**Records provided**:
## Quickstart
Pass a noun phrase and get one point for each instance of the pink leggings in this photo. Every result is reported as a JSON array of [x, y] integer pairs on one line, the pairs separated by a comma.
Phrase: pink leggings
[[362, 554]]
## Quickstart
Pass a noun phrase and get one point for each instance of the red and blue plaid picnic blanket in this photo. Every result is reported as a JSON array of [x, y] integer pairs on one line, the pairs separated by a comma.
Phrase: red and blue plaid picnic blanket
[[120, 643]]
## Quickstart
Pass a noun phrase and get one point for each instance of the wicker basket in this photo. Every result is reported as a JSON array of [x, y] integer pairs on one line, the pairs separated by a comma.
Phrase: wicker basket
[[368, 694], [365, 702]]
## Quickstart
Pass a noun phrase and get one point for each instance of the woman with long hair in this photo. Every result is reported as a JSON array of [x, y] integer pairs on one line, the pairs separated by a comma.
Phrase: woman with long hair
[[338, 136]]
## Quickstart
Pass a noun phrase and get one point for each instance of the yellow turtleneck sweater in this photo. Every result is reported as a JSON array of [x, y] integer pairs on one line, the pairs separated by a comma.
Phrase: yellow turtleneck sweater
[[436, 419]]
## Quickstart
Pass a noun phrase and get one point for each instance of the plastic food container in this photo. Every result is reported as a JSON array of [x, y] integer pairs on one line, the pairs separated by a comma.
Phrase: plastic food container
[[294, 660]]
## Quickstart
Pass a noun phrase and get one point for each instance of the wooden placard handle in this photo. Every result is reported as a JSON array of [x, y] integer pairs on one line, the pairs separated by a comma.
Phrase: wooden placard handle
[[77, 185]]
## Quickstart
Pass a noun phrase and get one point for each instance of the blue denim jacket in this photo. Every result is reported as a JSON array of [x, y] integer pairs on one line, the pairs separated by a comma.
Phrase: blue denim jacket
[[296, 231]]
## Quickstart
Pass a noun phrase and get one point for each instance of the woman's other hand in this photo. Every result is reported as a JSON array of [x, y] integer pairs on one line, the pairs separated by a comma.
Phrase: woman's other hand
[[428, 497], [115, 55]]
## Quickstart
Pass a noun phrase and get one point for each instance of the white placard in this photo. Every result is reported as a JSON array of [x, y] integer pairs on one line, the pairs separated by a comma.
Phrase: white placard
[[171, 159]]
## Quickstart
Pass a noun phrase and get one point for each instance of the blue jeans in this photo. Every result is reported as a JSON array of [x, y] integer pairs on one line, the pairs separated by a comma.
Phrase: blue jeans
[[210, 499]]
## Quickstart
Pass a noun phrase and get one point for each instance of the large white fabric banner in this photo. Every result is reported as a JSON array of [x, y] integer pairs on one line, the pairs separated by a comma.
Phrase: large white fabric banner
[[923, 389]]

**Direction**:
In the lines starting at the first one and ending at the line containing "[[338, 136]]", change "Quickstart" to "Getting Started" and leave everything else unchanged. Give back only those lines.

**In response**:
## Getting Started
Pass a noun phrase and get one point for each instance of the pink leggings in this photo. Every result is reported as a JSON array of [x, y] integer pairs on one line, the pairs separated by a comma.
Phrase: pink leggings
[[362, 554]]
## Getting Started
Pass a noun phrase and get one point for each instance of the red and blue plaid picnic blanket in this photo. Every result is reported as a JSON array of [x, y] integer pairs on one line, the pairs separated by a comma.
Phrase: red and blue plaid picnic blanket
[[120, 643]]
## Getting Started
Pass a noun phrase and get one point for each instance of the wicker basket in this photo. Every result is reported as a JSON array of [x, y] integer pairs on one line, the pairs separated by a comma.
Phrase: wicker basket
[[368, 694], [365, 702]]
## Getting Started
Pass a noun phrase and get one point for each instance of the woman with long hair in this photo. Every result is reported as a JSON array of [x, y] integer pairs on one line, the pairs separated by a comma.
Phrase: woman with long hair
[[338, 136]]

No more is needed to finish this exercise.